Task details: Report each line of the listing that carries the word "Annotation".

Excerpted records Block Start

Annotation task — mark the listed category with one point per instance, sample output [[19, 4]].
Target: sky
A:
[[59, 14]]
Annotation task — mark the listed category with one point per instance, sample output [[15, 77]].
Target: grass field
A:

Excerpted records Block End

Task solution:
Annotation task — mark the listed category with one point per instance, sample output [[19, 4]].
Annotation task — mark the listed category with one point per instance, sample output [[15, 77]].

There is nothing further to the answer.